**THE PROBLEM:**
Every line of the material is to be given again exactly.

- - - - -

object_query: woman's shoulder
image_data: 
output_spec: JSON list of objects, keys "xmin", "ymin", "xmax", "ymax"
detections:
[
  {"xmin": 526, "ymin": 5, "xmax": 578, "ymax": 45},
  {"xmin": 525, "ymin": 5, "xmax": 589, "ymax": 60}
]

- - - - -

**EXPECTED ANSWER:**
object_query: woman's shoulder
image_data: 
output_spec: JSON list of objects, keys "xmin", "ymin", "xmax", "ymax"
detections:
[
  {"xmin": 526, "ymin": 5, "xmax": 578, "ymax": 45},
  {"xmin": 525, "ymin": 5, "xmax": 589, "ymax": 60}
]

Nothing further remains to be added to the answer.